### ACTIVITY
Print the complete set of entries exactly.

*****

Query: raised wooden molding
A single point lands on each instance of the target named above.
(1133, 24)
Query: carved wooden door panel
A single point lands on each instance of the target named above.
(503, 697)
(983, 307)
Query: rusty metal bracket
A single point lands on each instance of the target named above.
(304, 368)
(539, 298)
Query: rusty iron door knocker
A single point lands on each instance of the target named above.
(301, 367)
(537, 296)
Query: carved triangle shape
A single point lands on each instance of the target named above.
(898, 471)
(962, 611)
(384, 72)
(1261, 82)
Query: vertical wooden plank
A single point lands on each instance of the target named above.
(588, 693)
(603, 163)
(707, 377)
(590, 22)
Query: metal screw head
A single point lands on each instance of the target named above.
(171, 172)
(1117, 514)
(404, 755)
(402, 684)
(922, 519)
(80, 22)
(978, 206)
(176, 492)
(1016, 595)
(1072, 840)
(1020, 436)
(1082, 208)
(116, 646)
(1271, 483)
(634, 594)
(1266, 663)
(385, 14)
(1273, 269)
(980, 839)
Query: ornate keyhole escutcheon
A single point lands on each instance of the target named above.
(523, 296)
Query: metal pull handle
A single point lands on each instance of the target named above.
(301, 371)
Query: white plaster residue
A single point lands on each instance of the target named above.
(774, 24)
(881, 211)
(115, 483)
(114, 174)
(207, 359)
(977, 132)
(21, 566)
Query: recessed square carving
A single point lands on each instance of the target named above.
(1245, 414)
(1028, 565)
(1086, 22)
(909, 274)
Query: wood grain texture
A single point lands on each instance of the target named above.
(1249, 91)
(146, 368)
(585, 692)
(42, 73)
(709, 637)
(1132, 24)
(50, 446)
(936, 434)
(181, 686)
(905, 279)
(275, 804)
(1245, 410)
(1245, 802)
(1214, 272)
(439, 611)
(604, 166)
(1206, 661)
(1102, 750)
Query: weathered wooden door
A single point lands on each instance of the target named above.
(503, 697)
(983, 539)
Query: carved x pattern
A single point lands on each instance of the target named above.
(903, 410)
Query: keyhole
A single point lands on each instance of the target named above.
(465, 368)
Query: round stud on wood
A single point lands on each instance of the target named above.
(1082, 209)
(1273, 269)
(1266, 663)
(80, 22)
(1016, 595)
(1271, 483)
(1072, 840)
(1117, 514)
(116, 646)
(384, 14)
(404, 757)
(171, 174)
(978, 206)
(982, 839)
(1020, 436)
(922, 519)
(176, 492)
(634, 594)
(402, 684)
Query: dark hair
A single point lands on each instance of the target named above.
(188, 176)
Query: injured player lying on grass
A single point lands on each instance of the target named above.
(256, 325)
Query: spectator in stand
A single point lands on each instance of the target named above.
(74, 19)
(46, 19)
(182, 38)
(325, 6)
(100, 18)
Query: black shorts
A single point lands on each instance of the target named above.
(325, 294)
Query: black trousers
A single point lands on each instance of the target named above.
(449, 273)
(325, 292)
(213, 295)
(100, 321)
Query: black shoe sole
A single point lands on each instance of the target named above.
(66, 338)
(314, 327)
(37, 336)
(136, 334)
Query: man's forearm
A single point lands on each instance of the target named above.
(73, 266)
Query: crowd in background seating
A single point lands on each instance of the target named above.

*****

### EXPECTED OUTPUT
Query: raised wooden molding
A single point lands on each instance of the target named above.
(1133, 24)
Query: carved wooden door panel
A single point lands on each instance of the target named above.
(503, 697)
(983, 307)
Query: rusty metal bracket
A single point lands on each instance of the target named above.
(304, 368)
(539, 298)
Query: rusty iron door knocker
A single point lands on each instance of the target named above.
(301, 367)
(537, 296)
Query: carved triangle shape
A single point lands on each instance of the target named above.
(898, 471)
(962, 611)
(384, 72)
(1261, 82)
Query: vertical wooden plank
A single point lands on each instance of the target named above.
(588, 693)
(603, 163)
(707, 377)
(590, 22)
Query: metal screw head
A single point lands on each instance of the target named above.
(171, 172)
(1117, 514)
(404, 755)
(402, 684)
(922, 519)
(80, 22)
(978, 206)
(176, 492)
(1016, 595)
(1072, 840)
(1020, 436)
(1082, 208)
(116, 646)
(1271, 483)
(634, 594)
(1266, 663)
(385, 14)
(1273, 269)
(980, 839)
Query: ornate keyhole escutcheon
A single point lands on each instance of the target named above.
(523, 296)
Query: metal pull handle
A single point lands on each instance of the target named above.
(301, 371)
Query: white plaster residue
A single point lands on each instance of the target named above.
(774, 24)
(881, 211)
(115, 483)
(114, 174)
(207, 359)
(977, 132)
(21, 566)
Query: recessed square carving
A single point lands on each instance of the target named above.
(1245, 414)
(1028, 565)
(1086, 22)
(909, 274)
Query: wood grain texture
A single point lands on each instance of the target named above.
(1249, 91)
(146, 368)
(585, 692)
(42, 73)
(709, 637)
(1132, 24)
(50, 446)
(936, 434)
(181, 686)
(905, 279)
(275, 804)
(1245, 410)
(1245, 802)
(1214, 272)
(439, 611)
(604, 166)
(1206, 661)
(1102, 750)
Query: weathered wooden door
A single point lands on each instance of the target named above.
(503, 697)
(983, 539)
Query: carved x pattern
A single point lands on each instance of the target named above.
(903, 410)
Query: keyhole
A single point lands on each instance of the target named above.
(465, 368)
Query: round stud on wood
A single point lands on each instance of the target named above.
(1082, 209)
(1273, 269)
(1266, 663)
(80, 22)
(1016, 595)
(1271, 483)
(1072, 840)
(1117, 514)
(116, 646)
(384, 14)
(404, 757)
(171, 174)
(978, 206)
(982, 839)
(1020, 436)
(922, 519)
(176, 492)
(634, 594)
(402, 684)
Query: dark hair
A single point lands on each instance of the target named above.
(188, 176)
Query: injured player lying on grass
A single point lands on each instance of the target named above.
(256, 325)
Query: spectator in stand
A single point lands on each instance of the target named above.
(74, 19)
(46, 19)
(182, 38)
(325, 6)
(100, 18)
Query: black shorts
A single point lands on each instance of the target named above.
(325, 294)
Query: black trousers
A single point lands on each instance of the target named above.
(449, 273)
(325, 292)
(213, 295)
(100, 321)
Query: black shoe sole
A single point lands on each instance of the target named above.
(66, 338)
(314, 327)
(37, 336)
(136, 334)
Query: man's forearm
A single point lands on each instance of the target named above.
(73, 266)
Query: crowd in background seating
A single point lands on each instance of the target named above.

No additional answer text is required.